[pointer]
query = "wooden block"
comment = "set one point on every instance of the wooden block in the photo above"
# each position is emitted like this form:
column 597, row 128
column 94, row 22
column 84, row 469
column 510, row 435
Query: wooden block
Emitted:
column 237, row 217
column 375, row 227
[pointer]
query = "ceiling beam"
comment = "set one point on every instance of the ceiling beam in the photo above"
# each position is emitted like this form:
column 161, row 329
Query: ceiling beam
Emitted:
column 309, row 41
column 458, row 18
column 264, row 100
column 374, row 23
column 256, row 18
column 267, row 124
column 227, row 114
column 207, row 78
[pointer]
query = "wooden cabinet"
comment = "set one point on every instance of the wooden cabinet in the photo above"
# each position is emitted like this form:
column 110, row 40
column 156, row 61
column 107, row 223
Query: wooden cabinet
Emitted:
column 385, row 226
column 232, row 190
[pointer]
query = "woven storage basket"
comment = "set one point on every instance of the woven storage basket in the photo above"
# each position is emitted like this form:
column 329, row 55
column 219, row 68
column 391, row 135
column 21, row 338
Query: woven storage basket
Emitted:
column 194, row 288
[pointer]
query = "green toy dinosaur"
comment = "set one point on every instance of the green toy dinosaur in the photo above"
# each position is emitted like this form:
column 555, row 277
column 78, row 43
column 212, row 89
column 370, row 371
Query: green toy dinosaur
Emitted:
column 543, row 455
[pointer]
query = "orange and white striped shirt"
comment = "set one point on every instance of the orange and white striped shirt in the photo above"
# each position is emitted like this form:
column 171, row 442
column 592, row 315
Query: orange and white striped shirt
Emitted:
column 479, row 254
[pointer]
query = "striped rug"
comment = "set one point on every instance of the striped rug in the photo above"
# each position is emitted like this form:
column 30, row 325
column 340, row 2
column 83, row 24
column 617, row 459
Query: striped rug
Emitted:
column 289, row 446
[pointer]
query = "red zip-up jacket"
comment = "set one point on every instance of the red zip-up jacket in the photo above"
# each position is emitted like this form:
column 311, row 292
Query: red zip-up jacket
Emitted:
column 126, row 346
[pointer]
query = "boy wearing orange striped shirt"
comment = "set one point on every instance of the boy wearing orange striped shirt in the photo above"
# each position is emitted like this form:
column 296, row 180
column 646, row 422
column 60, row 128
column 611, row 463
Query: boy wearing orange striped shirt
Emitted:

* [What the task asks]
Your task is to list each line of the records with the word "white".

* [Answer section]
query = "orange and white striped shirt"
comment = "set one point on every instance of the orange and white striped shirt in the photo above"
Query: orange and white striped shirt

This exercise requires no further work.